INPUT ROWS:
━━━━
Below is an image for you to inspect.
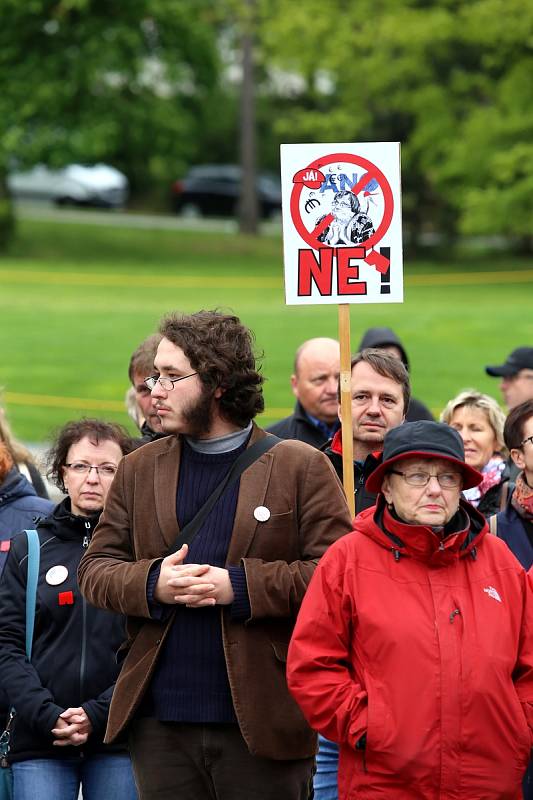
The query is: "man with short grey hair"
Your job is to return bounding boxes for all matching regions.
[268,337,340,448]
━━━━
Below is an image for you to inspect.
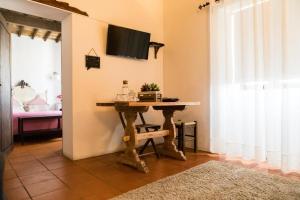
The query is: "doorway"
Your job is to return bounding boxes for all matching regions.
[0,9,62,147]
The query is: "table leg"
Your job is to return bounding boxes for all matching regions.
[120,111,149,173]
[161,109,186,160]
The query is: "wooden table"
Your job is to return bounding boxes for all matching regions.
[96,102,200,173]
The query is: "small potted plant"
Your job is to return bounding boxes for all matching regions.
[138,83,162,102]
━━━━
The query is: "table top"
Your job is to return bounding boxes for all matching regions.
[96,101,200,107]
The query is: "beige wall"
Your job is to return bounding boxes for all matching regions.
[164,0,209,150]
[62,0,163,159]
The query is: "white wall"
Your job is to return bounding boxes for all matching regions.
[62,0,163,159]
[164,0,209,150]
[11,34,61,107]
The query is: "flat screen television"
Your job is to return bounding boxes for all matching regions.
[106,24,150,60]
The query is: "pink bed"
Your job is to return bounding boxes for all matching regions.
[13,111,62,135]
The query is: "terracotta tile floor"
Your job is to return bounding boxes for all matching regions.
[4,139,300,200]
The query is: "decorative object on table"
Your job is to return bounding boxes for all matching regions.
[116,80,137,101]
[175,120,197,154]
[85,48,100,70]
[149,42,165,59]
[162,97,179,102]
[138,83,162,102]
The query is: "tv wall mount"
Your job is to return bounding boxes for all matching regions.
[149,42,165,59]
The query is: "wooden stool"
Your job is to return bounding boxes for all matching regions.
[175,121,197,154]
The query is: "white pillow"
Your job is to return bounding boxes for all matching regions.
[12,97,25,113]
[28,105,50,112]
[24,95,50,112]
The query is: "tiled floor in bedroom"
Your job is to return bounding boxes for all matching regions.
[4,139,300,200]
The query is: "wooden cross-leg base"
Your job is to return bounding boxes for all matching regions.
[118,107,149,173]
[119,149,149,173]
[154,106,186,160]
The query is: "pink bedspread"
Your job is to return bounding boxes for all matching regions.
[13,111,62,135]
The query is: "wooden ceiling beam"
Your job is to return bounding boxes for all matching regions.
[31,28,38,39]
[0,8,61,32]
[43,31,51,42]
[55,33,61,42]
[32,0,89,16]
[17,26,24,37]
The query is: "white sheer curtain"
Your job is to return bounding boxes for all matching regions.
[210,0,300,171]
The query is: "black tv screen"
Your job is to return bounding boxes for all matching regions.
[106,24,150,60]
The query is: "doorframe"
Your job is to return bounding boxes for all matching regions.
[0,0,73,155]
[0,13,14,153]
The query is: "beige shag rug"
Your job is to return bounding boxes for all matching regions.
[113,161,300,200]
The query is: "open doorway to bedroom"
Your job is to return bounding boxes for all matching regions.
━━━━
WHAT TO DO: Pick out every line in the records above that contains the word "beige".

THE OUTPUT:
The query is: "beige wall"
The query is: "beige shag rug"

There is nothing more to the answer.